## start GIVEN DATA

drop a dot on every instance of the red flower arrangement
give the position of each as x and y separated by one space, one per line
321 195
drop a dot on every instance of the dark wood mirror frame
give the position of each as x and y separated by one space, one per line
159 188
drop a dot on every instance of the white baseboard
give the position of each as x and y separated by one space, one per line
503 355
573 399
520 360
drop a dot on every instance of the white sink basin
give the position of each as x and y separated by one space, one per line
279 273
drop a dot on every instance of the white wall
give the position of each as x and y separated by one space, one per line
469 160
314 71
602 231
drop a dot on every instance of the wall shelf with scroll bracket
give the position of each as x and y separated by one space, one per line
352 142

## end GIVEN DATA

• _TASK DESCRIPTION_:
Please copy out all of the material above word for word, keeping each line and its order unchanged.

• _RESULT FOR THIS EXERCISE_:
drop a dot on every instance of the red flower arrangement
give the position of each as x and y separated by one space, one per line
321 195
drop a dot on every instance of the dark wood mirror frame
give the position of each as x and y separated by one space, one per line
159 188
drop a dot on every instance of the white baseboard
give the position of each as x and y separated by one space, one per line
503 355
573 399
520 360
drop a dot on every instance of the white sink basin
give the position of each as x and y separated by one space, one per line
279 273
drop a dot on every instance of the white wall
give the position of each as x and y separated by one space, one per line
469 160
314 71
602 231
drop a dot on every instance of the wall shelf with scroll bracket
give the position of each as x and y separated by one space, one per line
352 142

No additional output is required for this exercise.